ACTIVITY: Each entry needs to be copied exactly, with nothing left out.

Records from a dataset
== == ==

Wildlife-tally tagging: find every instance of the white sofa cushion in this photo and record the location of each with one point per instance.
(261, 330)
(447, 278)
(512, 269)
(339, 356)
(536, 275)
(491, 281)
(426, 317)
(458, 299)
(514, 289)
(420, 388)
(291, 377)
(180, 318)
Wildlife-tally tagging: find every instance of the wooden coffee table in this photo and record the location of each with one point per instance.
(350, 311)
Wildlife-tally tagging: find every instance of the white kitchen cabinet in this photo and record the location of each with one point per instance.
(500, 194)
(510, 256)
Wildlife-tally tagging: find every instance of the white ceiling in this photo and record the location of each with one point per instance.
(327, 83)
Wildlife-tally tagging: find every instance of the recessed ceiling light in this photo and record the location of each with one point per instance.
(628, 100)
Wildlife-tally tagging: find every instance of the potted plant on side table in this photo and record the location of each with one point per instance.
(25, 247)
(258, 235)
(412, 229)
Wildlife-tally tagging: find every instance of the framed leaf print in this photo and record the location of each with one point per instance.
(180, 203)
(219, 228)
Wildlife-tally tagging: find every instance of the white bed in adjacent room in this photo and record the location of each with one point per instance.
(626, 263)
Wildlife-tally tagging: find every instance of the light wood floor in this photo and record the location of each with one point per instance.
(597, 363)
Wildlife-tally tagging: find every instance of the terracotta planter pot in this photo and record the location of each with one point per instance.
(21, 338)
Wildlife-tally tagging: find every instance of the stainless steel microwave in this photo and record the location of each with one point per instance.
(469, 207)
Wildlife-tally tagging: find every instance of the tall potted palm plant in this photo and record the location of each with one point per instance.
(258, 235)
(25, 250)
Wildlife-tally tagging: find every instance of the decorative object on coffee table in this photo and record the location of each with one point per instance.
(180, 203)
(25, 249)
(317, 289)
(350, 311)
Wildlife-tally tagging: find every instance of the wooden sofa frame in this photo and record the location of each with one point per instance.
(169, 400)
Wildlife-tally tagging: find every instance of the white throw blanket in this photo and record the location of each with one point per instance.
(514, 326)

== == ==

ANSWER TO THIS EXERCISE:
Wildlife-tally tagging: find every instance of the white sofa cushion in this photo and record the location of each with one point per instance.
(261, 330)
(447, 278)
(512, 269)
(339, 356)
(536, 275)
(491, 281)
(426, 317)
(458, 299)
(514, 289)
(420, 388)
(291, 377)
(180, 318)
Wildlife-tally tagging: find every instance of the wooden coffee table in this photo and record the location of each with one point per instance.
(350, 311)
Wildlife-tally tagging: find every instance of the white kitchen cabinet in this photo and record the location of each with one point per instance.
(500, 194)
(510, 256)
Wildlife-tally tagging: find every instance of the white ceiling in this photo and record the location of each with one point per instance.
(327, 83)
Wildlife-tally tagging: find every instance of the recessed ceiling light in this photo and record the location of each with one point per instance.
(628, 100)
Wildlife-tally tagging: find every instance of the potted plant on side table in this photo and record the location of each with one point per instance.
(25, 247)
(258, 235)
(412, 229)
Wildlife-tally tagging: find every instance of the framed leaf print in this photo and record the location of each with one point per instance.
(180, 203)
(219, 228)
Wildlife-tally tagging: find every instance of the white bed in adjacent room in this photo and record the location of each with one point per instance.
(626, 263)
Wildlife-tally tagging: find every instance of the light wood floor in this photo and record the location of each with one point per instance.
(597, 363)
Wildlife-tally tagging: find every instance of the terracotta planter pot in this photo and record the location of each with one point per instance.
(21, 338)
Wildlife-tally tagging: find every instance of the stainless steel microwave in this photo and record the location of each with one point per instance.
(469, 207)
Wildlife-tally tagging: find every instance of the tall potted palm plant in this photo and record the location of each with one point per instance.
(258, 235)
(25, 250)
Wildlife-tally tagging: find every instance of the decorative object on coffee table in this photo and record the location of each with one point per instance.
(180, 203)
(25, 249)
(317, 289)
(350, 311)
Wildlife-tally tagging: find every instance of the wooden sofa frame in this photo and record the location of each with one point per instance.
(169, 400)
Wildlife-tally tagging: find every instance of the white throw blanket in this photo and record the location of each with one point per instance.
(514, 326)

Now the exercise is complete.